BEGIN
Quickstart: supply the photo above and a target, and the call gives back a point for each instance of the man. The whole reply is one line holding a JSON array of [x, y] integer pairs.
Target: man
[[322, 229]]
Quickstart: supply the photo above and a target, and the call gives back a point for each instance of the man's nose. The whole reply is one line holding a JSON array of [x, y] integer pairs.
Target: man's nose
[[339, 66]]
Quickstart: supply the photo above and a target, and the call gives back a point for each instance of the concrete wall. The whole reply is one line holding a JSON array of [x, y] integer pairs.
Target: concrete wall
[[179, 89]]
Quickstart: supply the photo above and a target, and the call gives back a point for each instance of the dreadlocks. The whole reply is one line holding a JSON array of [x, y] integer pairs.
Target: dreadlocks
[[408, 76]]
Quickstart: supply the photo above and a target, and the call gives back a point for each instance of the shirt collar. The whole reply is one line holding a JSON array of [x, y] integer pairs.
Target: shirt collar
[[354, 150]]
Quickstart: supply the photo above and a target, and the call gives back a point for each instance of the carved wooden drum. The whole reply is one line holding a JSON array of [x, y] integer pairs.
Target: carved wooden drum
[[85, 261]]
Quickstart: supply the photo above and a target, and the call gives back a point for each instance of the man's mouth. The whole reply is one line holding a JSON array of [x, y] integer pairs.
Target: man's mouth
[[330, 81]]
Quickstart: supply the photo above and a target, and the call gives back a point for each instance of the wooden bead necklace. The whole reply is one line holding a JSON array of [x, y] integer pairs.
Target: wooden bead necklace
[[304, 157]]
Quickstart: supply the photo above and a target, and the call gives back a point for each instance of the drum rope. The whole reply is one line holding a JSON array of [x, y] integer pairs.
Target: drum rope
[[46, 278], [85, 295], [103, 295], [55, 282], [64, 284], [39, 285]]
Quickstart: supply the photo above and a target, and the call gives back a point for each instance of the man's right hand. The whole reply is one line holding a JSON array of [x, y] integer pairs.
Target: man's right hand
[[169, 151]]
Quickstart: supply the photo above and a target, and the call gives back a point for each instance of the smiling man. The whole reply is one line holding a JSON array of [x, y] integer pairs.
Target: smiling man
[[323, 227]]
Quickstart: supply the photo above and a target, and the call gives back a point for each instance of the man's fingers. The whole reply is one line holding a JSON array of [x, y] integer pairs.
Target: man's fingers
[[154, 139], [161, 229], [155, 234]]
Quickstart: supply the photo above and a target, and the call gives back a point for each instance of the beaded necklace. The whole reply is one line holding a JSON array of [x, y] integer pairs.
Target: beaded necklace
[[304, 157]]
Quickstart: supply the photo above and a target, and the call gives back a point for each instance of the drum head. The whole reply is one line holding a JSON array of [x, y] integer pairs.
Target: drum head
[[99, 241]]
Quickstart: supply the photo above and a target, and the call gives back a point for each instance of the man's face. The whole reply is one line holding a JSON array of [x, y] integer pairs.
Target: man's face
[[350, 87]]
END
### Activity
Give all the records again. Match them exactly.

### Solution below
Quickstart: supply the photo above and a target, and the call gives back a point for each instance of the man. The whole reply is one line holding a JSON array of [x, y] integer pairs.
Target: man
[[322, 229]]
Quickstart: supply the photo above and a target, and the call gives back a point for each instance of the man's nose. The whole reply is one line holding a JSON array of [x, y] integer pairs.
Target: man's nose
[[339, 66]]
Quickstart: supply the photo above and a target, and the call gives back a point for each instance of the concrete wall. The whole reply is one line holding a JSON array of [x, y] integer pairs.
Target: concrete wall
[[179, 89]]
Quickstart: supply the photo above and a target, and the call gives back a point for each instance of the dreadlocks. The whole reply is one line holding a JSON array of [x, y] integer pairs.
Target: dreadlocks
[[408, 76]]
Quickstart: supply the photo above and a target, and the call gives back a point for each instance of the shirt collar. The whole reply is one line holding a JSON array of [x, y] integer pairs.
Target: shirt collar
[[354, 150]]
Quickstart: supply the photo above and a target, and the call gives back a point for each instance of the carved wooden drum. The whole reply is one line holding a JSON array of [x, y] integer pairs.
Target: carved wooden drum
[[85, 261]]
Quickstart: supply the photo above and a target, and the call gives back a point for each instance of the man's mouth. The whole reply is one line holding a JSON array of [x, y] integer pairs.
Target: man's mouth
[[330, 81]]
Quickstart: supply the photo above and a target, and the call gives back a point for each instance of the wooden bead necklace. The whole reply is one line holding a JSON array of [x, y] integer pairs.
Target: wooden bead necklace
[[304, 157]]
Quickstart: supply the photo above and a target, and the call gives back a point for each instance of the drum rope. The whole reply is one line holding a JSON array of [x, y] integer pairs.
Target: drum rope
[[46, 278], [85, 295], [103, 295], [55, 282], [64, 284], [39, 285]]
Quickstart: supply the photo above and a target, and the call gives back a point for each instance of the man's right hand. The whole reply is one line holding a JSON array of [x, y] integer pairs.
Target: man's right hand
[[169, 151]]
Quickstart: supply the photo above and a target, and the call gives back a point for each instance of the smiling man. The whole reply is one line holding a JSON array of [x, y] integer pairs.
Target: smiling man
[[323, 227]]
Quickstart: supply the photo above and a target, and the call gives back a point for each instance of the man's fingers. The whole reply is one line holding a JSON array of [x, y] integer pairs.
Target: man's fingers
[[154, 139], [161, 229], [155, 234]]
Quickstart: supply the photo above and a target, and the call gives back a point for each instance of the beaded necklace. The whole reply is one line holding a JSON array of [x, y] integer pairs.
Target: beaded necklace
[[304, 157]]
Quickstart: supply the photo above and a target, and the call gives back a point for each instance of the drum head. The whole reply is one line holding a JSON array of [x, y] integer pairs.
Target: drum head
[[99, 241]]
Quickstart: supply the photo above and a target, and the call gives back a point for each instance of the man's face. The whole reply is one line holding a JSON array of [x, y] integer pairs.
Target: man's face
[[350, 87]]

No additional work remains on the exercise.